## [Problem details]
Please count the lines in the items below that contain the word "rooftop" and give only that number.

--- START Given entries ---

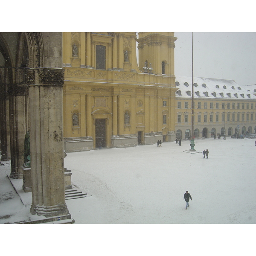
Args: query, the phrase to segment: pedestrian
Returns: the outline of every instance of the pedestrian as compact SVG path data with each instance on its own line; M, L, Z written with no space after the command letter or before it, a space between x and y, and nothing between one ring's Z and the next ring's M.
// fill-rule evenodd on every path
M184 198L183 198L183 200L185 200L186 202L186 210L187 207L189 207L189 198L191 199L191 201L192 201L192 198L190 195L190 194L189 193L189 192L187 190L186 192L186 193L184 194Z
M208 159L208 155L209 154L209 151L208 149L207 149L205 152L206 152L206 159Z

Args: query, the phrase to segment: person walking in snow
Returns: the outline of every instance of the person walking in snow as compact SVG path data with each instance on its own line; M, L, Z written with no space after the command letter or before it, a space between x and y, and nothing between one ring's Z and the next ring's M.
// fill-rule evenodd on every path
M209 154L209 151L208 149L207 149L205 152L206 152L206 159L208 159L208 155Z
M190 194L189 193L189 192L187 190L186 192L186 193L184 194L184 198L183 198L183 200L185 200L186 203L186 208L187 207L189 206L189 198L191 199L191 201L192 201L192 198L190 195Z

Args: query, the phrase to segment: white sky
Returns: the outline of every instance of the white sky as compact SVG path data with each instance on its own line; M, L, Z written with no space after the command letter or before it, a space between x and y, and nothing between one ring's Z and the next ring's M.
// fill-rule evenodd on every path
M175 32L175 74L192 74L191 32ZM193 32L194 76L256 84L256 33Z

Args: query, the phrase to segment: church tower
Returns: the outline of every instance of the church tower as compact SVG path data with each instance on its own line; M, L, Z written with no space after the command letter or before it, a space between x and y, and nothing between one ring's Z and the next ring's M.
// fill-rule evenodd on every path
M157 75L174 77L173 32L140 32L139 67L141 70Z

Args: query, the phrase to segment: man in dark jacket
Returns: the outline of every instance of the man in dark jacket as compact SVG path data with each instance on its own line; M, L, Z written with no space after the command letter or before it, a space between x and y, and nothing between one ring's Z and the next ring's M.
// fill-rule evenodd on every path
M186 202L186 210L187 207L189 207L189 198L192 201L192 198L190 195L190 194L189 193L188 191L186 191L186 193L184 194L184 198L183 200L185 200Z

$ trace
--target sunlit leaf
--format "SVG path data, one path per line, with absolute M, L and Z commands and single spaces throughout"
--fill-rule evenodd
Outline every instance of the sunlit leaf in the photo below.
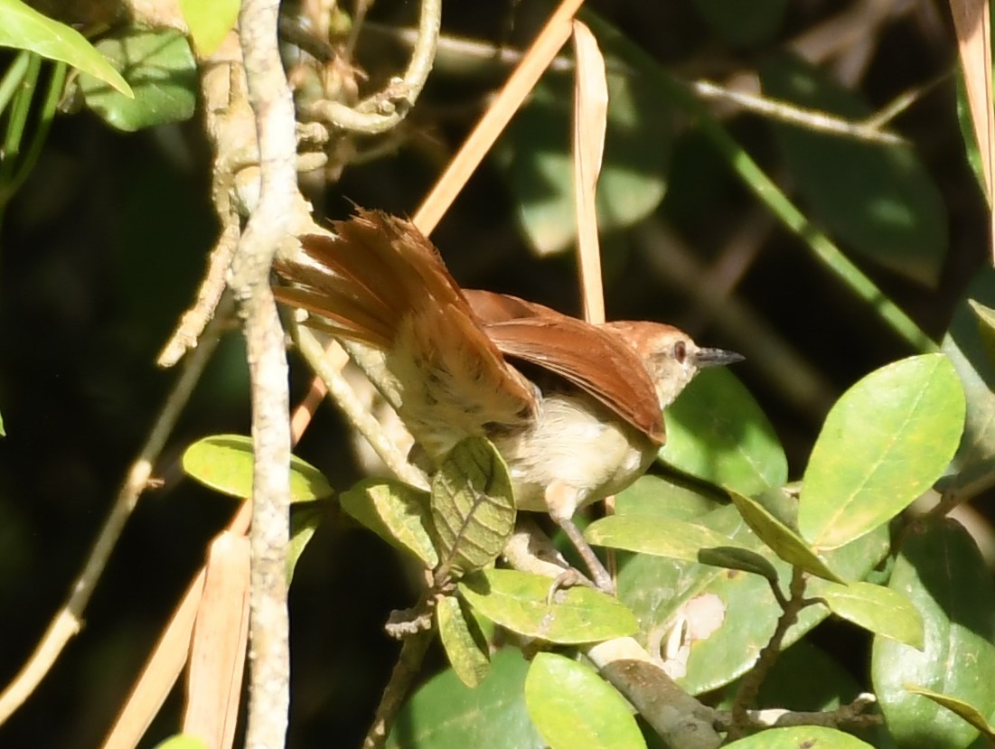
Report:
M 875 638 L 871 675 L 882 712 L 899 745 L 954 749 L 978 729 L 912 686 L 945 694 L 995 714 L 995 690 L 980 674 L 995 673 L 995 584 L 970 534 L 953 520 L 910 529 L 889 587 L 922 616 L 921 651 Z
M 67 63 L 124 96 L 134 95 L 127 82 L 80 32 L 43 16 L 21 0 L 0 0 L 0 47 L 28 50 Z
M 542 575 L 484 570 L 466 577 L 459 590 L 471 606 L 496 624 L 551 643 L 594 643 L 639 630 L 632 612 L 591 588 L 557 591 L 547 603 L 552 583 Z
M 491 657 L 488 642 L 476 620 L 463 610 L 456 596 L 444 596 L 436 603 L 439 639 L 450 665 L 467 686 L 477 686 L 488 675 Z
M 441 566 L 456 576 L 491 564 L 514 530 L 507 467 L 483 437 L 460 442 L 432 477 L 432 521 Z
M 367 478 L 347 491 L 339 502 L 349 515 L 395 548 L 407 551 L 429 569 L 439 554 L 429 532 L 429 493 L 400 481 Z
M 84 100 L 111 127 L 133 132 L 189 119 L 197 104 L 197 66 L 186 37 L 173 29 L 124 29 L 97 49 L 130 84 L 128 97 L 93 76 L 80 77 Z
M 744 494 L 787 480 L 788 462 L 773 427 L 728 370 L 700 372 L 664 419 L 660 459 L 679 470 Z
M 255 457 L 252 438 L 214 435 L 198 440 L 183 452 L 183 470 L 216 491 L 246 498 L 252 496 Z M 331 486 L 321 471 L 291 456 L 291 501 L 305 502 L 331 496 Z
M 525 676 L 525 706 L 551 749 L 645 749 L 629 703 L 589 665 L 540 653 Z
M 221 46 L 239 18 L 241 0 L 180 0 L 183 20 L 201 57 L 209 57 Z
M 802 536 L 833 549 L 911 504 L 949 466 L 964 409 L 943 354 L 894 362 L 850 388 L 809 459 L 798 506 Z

--- END Given entries ---
--- START Given entries ---

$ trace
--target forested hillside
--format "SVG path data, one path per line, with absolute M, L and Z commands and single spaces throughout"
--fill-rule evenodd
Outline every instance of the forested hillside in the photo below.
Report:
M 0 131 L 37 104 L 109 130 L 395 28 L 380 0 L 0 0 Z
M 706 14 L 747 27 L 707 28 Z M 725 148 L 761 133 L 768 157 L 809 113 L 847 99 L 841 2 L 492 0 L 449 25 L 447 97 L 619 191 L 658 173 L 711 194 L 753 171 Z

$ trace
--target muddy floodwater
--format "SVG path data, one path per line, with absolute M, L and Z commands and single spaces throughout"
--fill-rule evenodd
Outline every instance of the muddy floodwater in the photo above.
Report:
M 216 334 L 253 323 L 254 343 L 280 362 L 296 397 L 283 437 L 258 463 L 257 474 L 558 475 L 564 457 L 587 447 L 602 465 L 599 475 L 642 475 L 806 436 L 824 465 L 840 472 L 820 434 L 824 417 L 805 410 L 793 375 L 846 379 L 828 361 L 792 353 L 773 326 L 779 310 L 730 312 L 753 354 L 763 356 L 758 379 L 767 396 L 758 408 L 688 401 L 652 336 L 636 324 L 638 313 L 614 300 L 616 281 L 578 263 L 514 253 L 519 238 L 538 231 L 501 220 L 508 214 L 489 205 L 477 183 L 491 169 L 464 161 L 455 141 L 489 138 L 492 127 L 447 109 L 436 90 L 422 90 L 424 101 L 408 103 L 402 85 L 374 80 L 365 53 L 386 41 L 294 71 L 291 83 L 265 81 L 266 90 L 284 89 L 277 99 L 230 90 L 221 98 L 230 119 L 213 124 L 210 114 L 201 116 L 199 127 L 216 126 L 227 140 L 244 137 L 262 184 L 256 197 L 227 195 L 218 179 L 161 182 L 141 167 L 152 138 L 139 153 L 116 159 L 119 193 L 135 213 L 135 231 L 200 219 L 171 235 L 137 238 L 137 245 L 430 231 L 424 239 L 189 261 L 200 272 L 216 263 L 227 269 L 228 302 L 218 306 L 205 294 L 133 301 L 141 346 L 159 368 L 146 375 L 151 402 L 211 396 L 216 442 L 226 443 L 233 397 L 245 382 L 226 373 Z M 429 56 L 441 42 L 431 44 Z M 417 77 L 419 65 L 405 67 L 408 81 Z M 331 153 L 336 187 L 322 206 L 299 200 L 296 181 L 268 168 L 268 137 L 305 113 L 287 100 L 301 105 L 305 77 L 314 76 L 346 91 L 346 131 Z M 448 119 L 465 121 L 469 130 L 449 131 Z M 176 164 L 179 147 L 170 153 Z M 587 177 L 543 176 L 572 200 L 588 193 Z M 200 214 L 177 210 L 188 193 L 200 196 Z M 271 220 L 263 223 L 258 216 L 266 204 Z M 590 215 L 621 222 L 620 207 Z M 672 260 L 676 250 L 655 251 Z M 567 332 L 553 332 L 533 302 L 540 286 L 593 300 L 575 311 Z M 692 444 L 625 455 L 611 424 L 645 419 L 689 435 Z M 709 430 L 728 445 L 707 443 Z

--- END Given entries ---
--- START Given entries ---

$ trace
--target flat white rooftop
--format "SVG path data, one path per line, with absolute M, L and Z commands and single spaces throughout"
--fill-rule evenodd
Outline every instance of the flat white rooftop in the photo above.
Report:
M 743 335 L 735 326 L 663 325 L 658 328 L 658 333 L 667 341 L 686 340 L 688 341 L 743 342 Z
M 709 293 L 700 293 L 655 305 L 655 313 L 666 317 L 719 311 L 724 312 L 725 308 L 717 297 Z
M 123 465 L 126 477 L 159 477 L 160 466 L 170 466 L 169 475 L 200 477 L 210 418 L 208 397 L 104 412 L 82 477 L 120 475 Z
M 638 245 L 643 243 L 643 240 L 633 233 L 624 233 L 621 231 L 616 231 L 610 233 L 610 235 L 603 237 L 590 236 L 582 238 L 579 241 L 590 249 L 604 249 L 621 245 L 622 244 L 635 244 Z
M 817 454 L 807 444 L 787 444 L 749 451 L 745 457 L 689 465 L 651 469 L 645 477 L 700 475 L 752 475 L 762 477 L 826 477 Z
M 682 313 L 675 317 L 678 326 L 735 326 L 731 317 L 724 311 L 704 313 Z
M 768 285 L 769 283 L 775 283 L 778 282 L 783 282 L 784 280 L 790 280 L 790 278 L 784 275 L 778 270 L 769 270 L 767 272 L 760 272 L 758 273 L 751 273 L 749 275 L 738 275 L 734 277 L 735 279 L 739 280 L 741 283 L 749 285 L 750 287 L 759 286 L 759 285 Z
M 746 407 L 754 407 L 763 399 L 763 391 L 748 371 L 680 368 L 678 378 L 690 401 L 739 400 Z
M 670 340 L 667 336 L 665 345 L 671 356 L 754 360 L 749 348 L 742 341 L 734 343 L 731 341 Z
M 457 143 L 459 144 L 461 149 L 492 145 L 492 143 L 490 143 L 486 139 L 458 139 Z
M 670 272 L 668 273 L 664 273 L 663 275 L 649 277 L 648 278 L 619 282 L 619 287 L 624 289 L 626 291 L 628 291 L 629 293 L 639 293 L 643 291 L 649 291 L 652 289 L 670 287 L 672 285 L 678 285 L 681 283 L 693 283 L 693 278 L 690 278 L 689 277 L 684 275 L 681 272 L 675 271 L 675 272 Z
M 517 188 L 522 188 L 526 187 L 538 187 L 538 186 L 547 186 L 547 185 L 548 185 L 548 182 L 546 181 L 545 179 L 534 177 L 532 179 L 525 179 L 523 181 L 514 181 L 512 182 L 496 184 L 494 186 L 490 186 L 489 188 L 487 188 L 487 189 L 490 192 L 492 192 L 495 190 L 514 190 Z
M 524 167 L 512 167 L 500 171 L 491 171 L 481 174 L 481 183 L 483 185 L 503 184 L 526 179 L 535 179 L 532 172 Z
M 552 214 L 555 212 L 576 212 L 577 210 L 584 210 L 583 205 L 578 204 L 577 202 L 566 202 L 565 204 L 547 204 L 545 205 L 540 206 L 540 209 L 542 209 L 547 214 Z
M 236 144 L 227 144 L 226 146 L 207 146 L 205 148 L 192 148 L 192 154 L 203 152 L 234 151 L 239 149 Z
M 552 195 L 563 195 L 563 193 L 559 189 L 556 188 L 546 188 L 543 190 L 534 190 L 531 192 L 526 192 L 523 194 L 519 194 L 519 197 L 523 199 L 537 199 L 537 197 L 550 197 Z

--- END Given entries ---

## [Written answer]
2